Please repeat the line that has "pixel 341 222" and all lines after it, exactly as they appear, through the end of the entries.

§ **EXTRACTED MATERIAL**:
————

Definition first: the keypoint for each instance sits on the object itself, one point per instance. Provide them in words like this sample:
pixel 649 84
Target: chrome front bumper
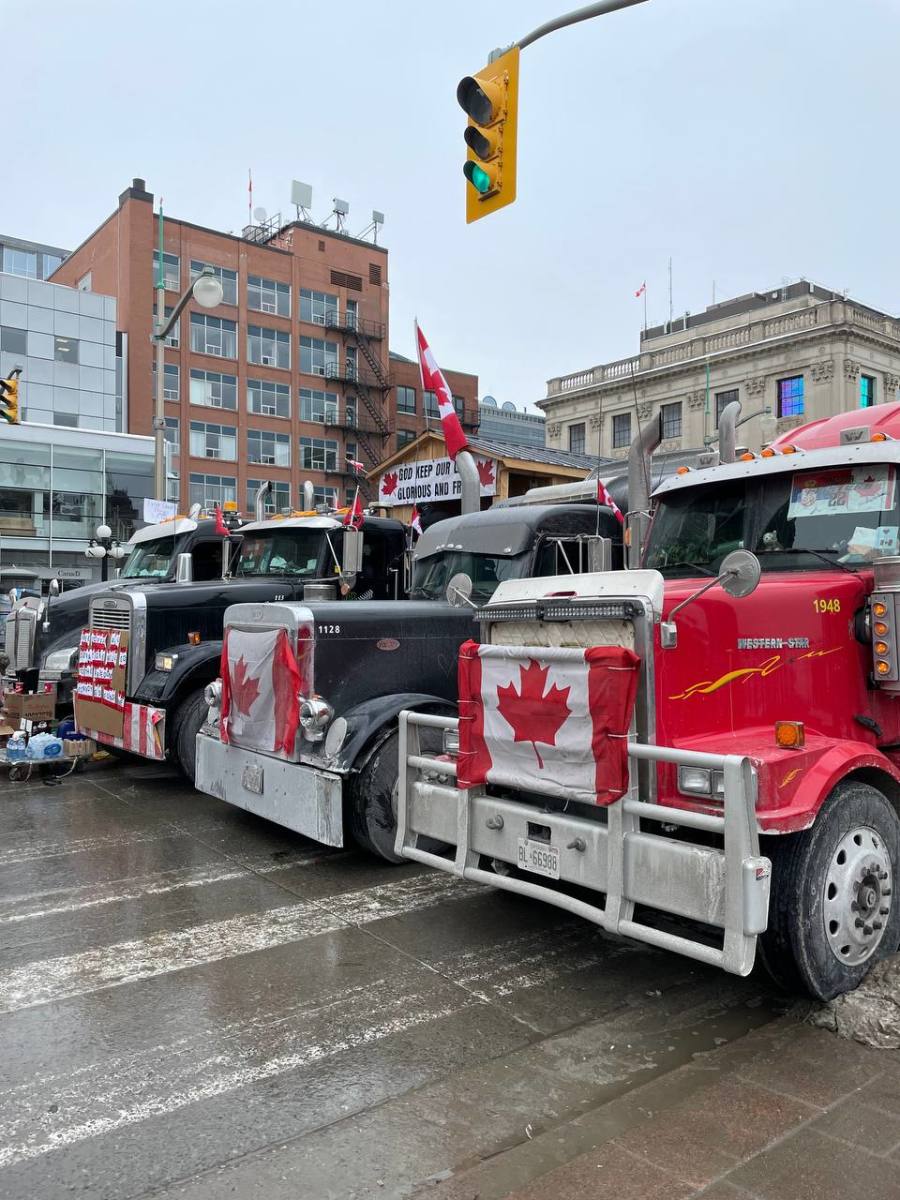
pixel 726 888
pixel 292 795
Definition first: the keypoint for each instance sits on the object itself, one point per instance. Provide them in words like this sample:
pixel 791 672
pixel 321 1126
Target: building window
pixel 268 399
pixel 319 307
pixel 65 349
pixel 723 399
pixel 790 396
pixel 268 347
pixel 171 271
pixel 867 391
pixel 214 335
pixel 318 406
pixel 269 449
pixel 318 454
pixel 13 341
pixel 406 400
pixel 277 499
pixel 209 389
pixel 21 262
pixel 671 417
pixel 211 490
pixel 621 431
pixel 227 279
pixel 318 357
pixel 173 433
pixel 171 389
pixel 214 442
pixel 268 295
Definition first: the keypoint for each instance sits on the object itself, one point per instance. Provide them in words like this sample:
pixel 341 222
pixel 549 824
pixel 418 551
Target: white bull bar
pixel 725 887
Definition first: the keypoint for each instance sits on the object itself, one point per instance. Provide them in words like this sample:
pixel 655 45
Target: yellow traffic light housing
pixel 10 397
pixel 490 100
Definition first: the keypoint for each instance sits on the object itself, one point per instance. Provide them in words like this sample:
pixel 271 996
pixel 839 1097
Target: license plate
pixel 539 858
pixel 252 778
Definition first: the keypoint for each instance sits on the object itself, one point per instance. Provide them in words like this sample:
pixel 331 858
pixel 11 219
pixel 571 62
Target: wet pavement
pixel 197 1003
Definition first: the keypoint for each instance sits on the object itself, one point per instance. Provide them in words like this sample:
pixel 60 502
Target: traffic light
pixel 10 397
pixel 490 99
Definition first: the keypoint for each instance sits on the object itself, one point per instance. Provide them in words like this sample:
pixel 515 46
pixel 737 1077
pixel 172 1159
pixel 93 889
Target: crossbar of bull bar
pixel 726 888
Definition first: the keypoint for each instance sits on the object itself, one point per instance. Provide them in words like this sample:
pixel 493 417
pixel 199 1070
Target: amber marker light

————

§ **RESPONSE TO THE EXERCISE**:
pixel 341 222
pixel 549 824
pixel 418 551
Target: white bull bar
pixel 725 887
Definition first: the keypoint for each instance sits on the object itself, one point per instance. Provide them in words like this sample:
pixel 655 45
Target: yellow traffic light housing
pixel 10 397
pixel 490 100
Definition first: the keypoint for each instance sits on the object itself, one point per instance. Provide them in words like this sample:
pixel 271 996
pixel 839 1097
Target: license plate
pixel 539 858
pixel 252 778
Definition first: the keypoint for each instance sits on the object itself, one point per instance. Provide them in words like this sample:
pixel 331 858
pixel 11 219
pixel 571 62
Target: wet pavement
pixel 197 1003
Definition first: the keypoint for each instance sits on the object itself, one point per instance. Provide them in words like this sample:
pixel 60 502
Target: traffic light
pixel 10 397
pixel 490 99
Definition first: the keypoint for each instance sits on the object itself, one point per instance. Provide them in words like this sample:
pixel 515 46
pixel 737 1077
pixel 172 1159
pixel 93 889
Target: crossbar of bull bar
pixel 726 888
Definition first: the keypoint for each instance sits on the object itself, one point per instance. Provide them in words like this sample:
pixel 493 417
pixel 199 1070
Target: amber marker light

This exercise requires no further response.